SUPPLIED MATERIAL.
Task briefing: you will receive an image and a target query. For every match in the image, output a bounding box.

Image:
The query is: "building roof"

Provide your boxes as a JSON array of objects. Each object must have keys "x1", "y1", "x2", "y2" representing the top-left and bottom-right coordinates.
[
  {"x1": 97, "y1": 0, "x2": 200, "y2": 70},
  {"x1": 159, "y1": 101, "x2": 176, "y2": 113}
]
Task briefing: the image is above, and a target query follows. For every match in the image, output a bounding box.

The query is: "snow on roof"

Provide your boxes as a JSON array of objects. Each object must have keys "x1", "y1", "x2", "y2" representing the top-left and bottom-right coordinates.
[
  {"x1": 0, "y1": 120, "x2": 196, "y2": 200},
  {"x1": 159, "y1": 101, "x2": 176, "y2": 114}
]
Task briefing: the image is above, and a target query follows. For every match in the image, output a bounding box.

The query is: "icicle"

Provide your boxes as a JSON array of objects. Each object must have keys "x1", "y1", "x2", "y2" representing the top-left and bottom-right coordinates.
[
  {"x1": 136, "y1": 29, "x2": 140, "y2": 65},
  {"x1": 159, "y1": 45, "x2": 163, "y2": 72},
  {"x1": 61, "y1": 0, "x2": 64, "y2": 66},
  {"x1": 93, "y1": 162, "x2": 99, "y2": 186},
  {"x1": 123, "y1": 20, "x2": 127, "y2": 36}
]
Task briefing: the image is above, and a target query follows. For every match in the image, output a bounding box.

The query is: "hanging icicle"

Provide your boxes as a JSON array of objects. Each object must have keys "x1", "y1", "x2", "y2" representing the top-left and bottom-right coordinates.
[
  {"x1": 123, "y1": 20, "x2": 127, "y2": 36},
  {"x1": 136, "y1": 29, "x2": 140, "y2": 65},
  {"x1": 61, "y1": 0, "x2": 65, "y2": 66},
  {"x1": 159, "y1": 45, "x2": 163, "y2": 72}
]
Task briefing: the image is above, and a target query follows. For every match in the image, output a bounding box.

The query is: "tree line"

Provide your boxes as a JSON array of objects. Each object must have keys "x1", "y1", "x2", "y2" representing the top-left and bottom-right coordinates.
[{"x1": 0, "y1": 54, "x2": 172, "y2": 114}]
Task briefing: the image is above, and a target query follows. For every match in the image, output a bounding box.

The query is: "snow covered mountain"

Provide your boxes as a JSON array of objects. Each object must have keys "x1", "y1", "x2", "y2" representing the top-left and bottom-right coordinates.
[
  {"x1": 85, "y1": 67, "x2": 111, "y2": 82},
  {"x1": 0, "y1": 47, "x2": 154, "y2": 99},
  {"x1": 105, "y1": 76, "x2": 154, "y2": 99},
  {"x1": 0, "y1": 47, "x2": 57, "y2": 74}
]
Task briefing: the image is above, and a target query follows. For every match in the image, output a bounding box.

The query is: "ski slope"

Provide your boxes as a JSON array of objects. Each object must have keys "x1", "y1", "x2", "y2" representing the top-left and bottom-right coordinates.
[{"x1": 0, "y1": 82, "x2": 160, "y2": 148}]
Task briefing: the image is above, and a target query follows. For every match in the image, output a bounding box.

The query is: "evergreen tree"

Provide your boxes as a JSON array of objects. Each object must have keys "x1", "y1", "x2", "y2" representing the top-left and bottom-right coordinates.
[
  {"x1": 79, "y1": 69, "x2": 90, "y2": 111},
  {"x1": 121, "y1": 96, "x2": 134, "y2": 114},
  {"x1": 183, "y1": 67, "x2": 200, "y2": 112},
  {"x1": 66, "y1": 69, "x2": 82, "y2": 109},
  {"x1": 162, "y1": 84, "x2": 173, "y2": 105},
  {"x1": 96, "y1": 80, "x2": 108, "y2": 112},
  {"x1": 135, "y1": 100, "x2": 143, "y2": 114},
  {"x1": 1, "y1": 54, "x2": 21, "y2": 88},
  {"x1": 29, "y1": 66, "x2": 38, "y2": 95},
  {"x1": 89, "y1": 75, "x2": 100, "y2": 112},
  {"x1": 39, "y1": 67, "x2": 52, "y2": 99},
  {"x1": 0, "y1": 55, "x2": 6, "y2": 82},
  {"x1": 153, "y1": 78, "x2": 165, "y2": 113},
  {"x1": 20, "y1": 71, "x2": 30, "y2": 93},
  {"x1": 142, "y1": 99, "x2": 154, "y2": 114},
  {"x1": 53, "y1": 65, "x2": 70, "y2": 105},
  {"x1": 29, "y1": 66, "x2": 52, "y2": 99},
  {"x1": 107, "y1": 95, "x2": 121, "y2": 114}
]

ABOUT THIS EXERCISE. Return the entries above exactly, each one complete.

SOLUTION TO THIS TASK.
Task briefing: you will receive an image and a target query. For every match in the image, output a bounding box.

Image:
The query is: "building roof"

Provide your boxes as a JSON array of objects. Each object must have keys "x1", "y1", "x2", "y2" representing the top-left and bottom-right coordinates.
[
  {"x1": 97, "y1": 0, "x2": 200, "y2": 70},
  {"x1": 159, "y1": 101, "x2": 176, "y2": 113}
]
Task briefing: the image is above, and a target query follows. For every match in the image, output a bounding box.

The query is: "snow on roof"

Provide your boxes as a JSON array of objects. Each object must have keys "x1", "y1", "x2", "y2" representing the top-left and bottom-right coordinates.
[
  {"x1": 0, "y1": 120, "x2": 196, "y2": 200},
  {"x1": 159, "y1": 101, "x2": 176, "y2": 114}
]
Task briefing: the image is above, and a target query follows. For every match in the image, output a bounding box.

The query is: "icicle"

Provide your boxes as a JSON array of objects. Each object must have keys "x1", "y1", "x2", "y2" representing the top-left and bottom-right coordinates.
[
  {"x1": 136, "y1": 29, "x2": 140, "y2": 65},
  {"x1": 159, "y1": 45, "x2": 163, "y2": 72},
  {"x1": 61, "y1": 0, "x2": 64, "y2": 66},
  {"x1": 93, "y1": 162, "x2": 99, "y2": 186},
  {"x1": 123, "y1": 20, "x2": 127, "y2": 36}
]
Task briefing: the image is above, and a target query follows. For every match in the image, output a bounding box.

The query is: "hanging icicle"

Provide your boxes as a JSON array of objects. Each object must have keys "x1", "y1", "x2", "y2" representing the top-left and bottom-right coordinates.
[
  {"x1": 123, "y1": 20, "x2": 127, "y2": 36},
  {"x1": 136, "y1": 29, "x2": 140, "y2": 65},
  {"x1": 61, "y1": 0, "x2": 65, "y2": 66},
  {"x1": 159, "y1": 45, "x2": 163, "y2": 72}
]
Task briefing: the image is above, and a target query follows. For every match in the image, output a bounding box.

The query is: "tree line"

Provide your boxes as a JSON array of objects. Each object must have keys "x1", "y1", "x2", "y2" representing the top-left and bottom-right coordinates.
[{"x1": 0, "y1": 54, "x2": 172, "y2": 114}]
Task briefing: the image is above, and a target query follows. For every match in the image, output a bounding box.

The query is: "snow covered mountain"

Provide your boxes as a JSON array of objects. Each object must have keys "x1", "y1", "x2", "y2" representing the top-left and bottom-right coordinates.
[
  {"x1": 85, "y1": 67, "x2": 111, "y2": 82},
  {"x1": 0, "y1": 47, "x2": 154, "y2": 99},
  {"x1": 105, "y1": 76, "x2": 154, "y2": 99},
  {"x1": 0, "y1": 47, "x2": 57, "y2": 74}
]
Task briefing: the image is above, and a target query follows. For every match in the image, output a bounding box.

The query is: "ski slope"

Provide your boxes as a JSON array of objects. Each object must have keys "x1", "y1", "x2", "y2" representing the top-left and bottom-right coordinates.
[{"x1": 0, "y1": 82, "x2": 160, "y2": 148}]
Task briefing: the image is above, and a target query follows. For every match in the image, output a bounding box.

The query is: "evergreen tree"

Provide your boxes as a JSON array of objects. Each object must have keys "x1", "y1", "x2", "y2" representing the top-left and bottom-right coordinates.
[
  {"x1": 79, "y1": 69, "x2": 90, "y2": 111},
  {"x1": 121, "y1": 96, "x2": 134, "y2": 114},
  {"x1": 183, "y1": 67, "x2": 200, "y2": 112},
  {"x1": 66, "y1": 69, "x2": 82, "y2": 109},
  {"x1": 162, "y1": 84, "x2": 173, "y2": 105},
  {"x1": 96, "y1": 80, "x2": 108, "y2": 112},
  {"x1": 135, "y1": 100, "x2": 143, "y2": 114},
  {"x1": 1, "y1": 54, "x2": 21, "y2": 88},
  {"x1": 29, "y1": 66, "x2": 38, "y2": 95},
  {"x1": 89, "y1": 75, "x2": 100, "y2": 112},
  {"x1": 39, "y1": 67, "x2": 52, "y2": 99},
  {"x1": 0, "y1": 55, "x2": 6, "y2": 82},
  {"x1": 153, "y1": 78, "x2": 165, "y2": 113},
  {"x1": 20, "y1": 71, "x2": 30, "y2": 93},
  {"x1": 142, "y1": 99, "x2": 154, "y2": 114},
  {"x1": 53, "y1": 65, "x2": 70, "y2": 105},
  {"x1": 29, "y1": 66, "x2": 52, "y2": 99},
  {"x1": 107, "y1": 95, "x2": 121, "y2": 114}
]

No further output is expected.